The possible site poses an array of possible problems. According to the January Revision of the Environmental Impact Report, the transfer station would add 610 truck trips to Pomona city streets. That's 610 new truck trips every day. To be fair, it's hard for the average citizen to assess exactly how much extra traffic this means. After all, who among us knows how many vehicles normally go roaring down any given street on any given day? A more quantifiable yardstick would be tailpipe emissions, which would rise to three times the regional threshold with this many vehicles. During the construction phase, particulate emissions will exceed the safety threshold six times over. And even these levels are based on Valley Vista sticking to a tight program of mitigation measures.

One gloomy detail hides in appendix H of the EIR. Valley Vista plans to drop the Waste Transfer Station into a census tract holding Pomona's second highest percentage of minorities and low-income families (the tract with the highest percentage is next door), which makes the project an environmental justice concern. The neighborhood already holds a massive recycling plant and wood recycling facility. Although it may seem like a perverse joke to further handicap the most vulnerable population in an already poor city, there is a nice logic to this move from a business standpoint: impoverished communities are generally the least likely to organize in their own defense.

» DIRECTIVE 1
From the piece on the Pomona waste transfer station, write out the part starting with "One gloomy detail" and going on through "their own defense.".
» DIRECTIVE 2
Extend the piece on the Pomona waste transfer station, picking up after its last sentence.

» SUPPLIED MATERIAL
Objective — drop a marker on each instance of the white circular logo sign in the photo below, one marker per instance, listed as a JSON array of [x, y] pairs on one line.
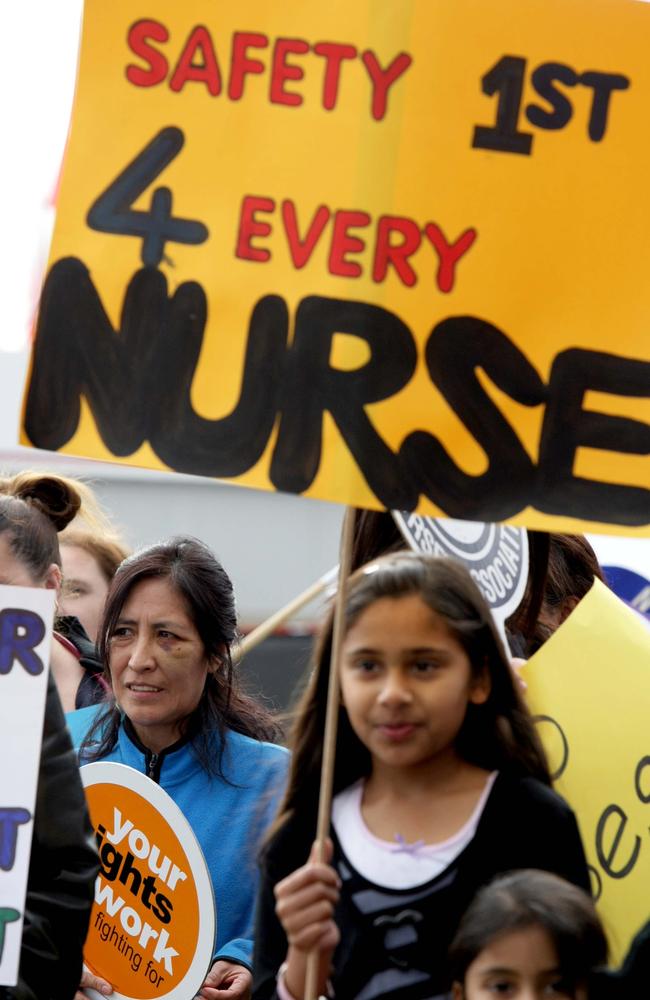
[[496, 555]]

» EXPECTED ANSWER 1
One gloomy detail hides in appendix H of the EIR. Valley Vista plans to drop the Waste Transfer Station into a census tract holding Pomona's second highest percentage of minorities and low-income families (the tract with the highest percentage is next door), which makes the project an environmental justice concern. The neighborhood already holds a massive recycling plant and wood recycling facility. Although it may seem like a perverse joke to further handicap the most vulnerable population in an already poor city, there is a nice logic to this move from a business standpoint: impoverished communities are generally the least likely to organize in their own defense.

» EXPECTED ANSWER 2
In this case, however, community complacence hasn't really panned out for Valley Vista. The Pomona Valley Cluster of OneLA -- a broad based organization of faith communities, schools, unions and non-profits -- has gone after the issue with tenacity and disciplined organization. After a packed public meeting in March, Pomona residents delivered 1,057 angry letters to city planers. Such outrage could be confused with the creeping NIMBYism ("Not In My Back Yard") of wealthier communities, if not for the simple fact that Pomona already has an existing waste transfer station. It's a mile and a half from the 9th street site. The big difference between the existing site and the proposed site is that the future Waste Transfer Station would handle far more than just Pomona trash, accepting rubbish from a broad sweep of inland empire cities.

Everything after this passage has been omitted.